Point-per-instance localization data
<<<<

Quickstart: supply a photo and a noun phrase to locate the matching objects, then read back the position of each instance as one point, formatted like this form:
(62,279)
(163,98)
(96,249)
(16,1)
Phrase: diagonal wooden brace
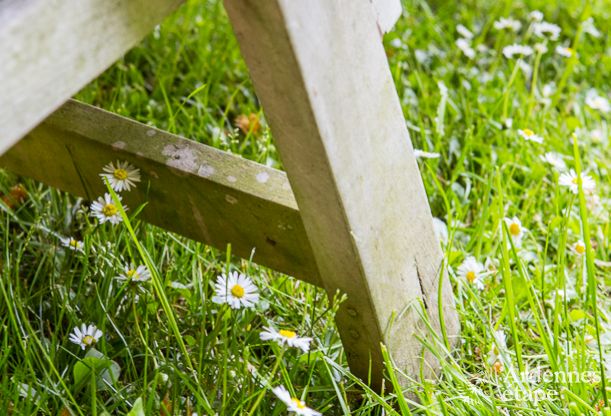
(321,73)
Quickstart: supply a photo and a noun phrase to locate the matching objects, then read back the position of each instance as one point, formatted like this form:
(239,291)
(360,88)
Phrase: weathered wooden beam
(387,12)
(191,189)
(50,49)
(320,71)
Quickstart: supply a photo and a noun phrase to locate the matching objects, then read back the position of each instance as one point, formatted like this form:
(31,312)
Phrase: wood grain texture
(320,71)
(49,50)
(191,189)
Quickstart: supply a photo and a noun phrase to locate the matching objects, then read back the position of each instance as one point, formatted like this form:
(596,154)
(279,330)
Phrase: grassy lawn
(502,131)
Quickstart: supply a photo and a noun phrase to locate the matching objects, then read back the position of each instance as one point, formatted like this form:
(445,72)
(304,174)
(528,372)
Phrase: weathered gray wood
(49,49)
(320,71)
(191,189)
(387,12)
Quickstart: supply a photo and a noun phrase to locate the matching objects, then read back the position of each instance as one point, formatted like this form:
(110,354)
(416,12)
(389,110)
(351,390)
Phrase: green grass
(178,349)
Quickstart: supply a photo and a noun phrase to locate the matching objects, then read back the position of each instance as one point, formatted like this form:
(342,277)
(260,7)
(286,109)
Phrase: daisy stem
(591,287)
(267,382)
(507,281)
(161,296)
(514,74)
(94,389)
(572,61)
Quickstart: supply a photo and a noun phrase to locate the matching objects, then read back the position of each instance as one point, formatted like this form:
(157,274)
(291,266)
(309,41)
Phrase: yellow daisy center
(298,403)
(528,132)
(514,229)
(120,174)
(237,291)
(109,210)
(287,333)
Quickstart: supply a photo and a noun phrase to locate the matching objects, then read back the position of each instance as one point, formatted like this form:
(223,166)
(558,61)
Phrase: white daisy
(499,344)
(294,404)
(597,102)
(565,51)
(85,336)
(122,176)
(285,336)
(535,15)
(540,47)
(237,290)
(516,231)
(464,32)
(105,209)
(465,46)
(135,274)
(546,30)
(580,248)
(554,159)
(507,23)
(528,134)
(473,271)
(511,50)
(72,243)
(571,179)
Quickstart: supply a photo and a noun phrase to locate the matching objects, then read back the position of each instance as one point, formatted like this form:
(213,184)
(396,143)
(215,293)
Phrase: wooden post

>>>>

Required action
In case the records contain pictures, keep those out and repeat the rest exactly.

Output
Quickstart: supply a photo and a noun phrase to locate the matching objects, then read back the position of each instance as one point, formatted like this form:
(62,279)
(163,98)
(96,249)
(16,1)
Phrase: diagonal wooden brace
(321,73)
Quickstart: supply a photo and a noun phrase to locate the matching objects, then read back the position of each instance as one point, formatted like this form:
(239,291)
(360,88)
Phrase: weathered wooden beam
(387,12)
(191,189)
(50,49)
(320,71)
Quickstart: supply a photo and a noun phrase to locate the matching objects, then read back the position of each instance as one point, formatted like this form:
(31,312)
Phrase: wood grain texture
(320,71)
(49,50)
(191,189)
Quickstart: supply a photo and a noun phrase to locate the matching objects, then read back the position of each instance as one point, formatted like this form:
(596,154)
(279,330)
Phrase: grassy lawn
(502,131)
Quickstart: supply a photo and a noun phrase to locate the matching objects, then read back the position of each instance as one point, formatted like this form:
(445,72)
(304,174)
(528,372)
Phrase: weathered gray wood
(49,49)
(320,71)
(191,189)
(387,12)
Quickstart: supply a photo and a noun phrase to locate the matching objects, then read back the position of each instance as one point, formatted like this form:
(110,354)
(416,12)
(389,110)
(351,390)
Phrase: green grass
(178,349)
Quickstart: supply a photo and a noun phrase to locate the matching objects, then read back the position of each instance as one point, formatted like this form:
(342,277)
(260,7)
(286,109)
Phrase: daisy stem
(591,287)
(267,382)
(507,281)
(161,296)
(514,74)
(94,389)
(572,61)
Quickstart: supply a photo and a noun phrase to locate the matching objects, then read back the position of each instance as one point, formatted like this form:
(157,274)
(291,266)
(309,41)
Phrase: yellow daisy center
(298,403)
(528,132)
(514,229)
(120,174)
(237,291)
(109,210)
(287,333)
Quickstart: supply a photo and a noun phrase to locate the matching objects, then read back the position of each instance as one point, formatted like this form:
(223,166)
(558,61)
Phrase: white daisy
(499,344)
(294,404)
(597,102)
(565,51)
(85,336)
(122,176)
(285,336)
(535,15)
(540,47)
(237,290)
(516,231)
(464,32)
(105,209)
(465,46)
(135,274)
(546,30)
(580,248)
(554,159)
(507,23)
(528,134)
(473,271)
(511,50)
(72,243)
(571,179)
Quickstart: supply a photo and a noun phrase to locate the matching objects, then read back the position of each instance as one point, formatted like this form:
(213,184)
(396,143)
(215,293)
Phrase: wooden post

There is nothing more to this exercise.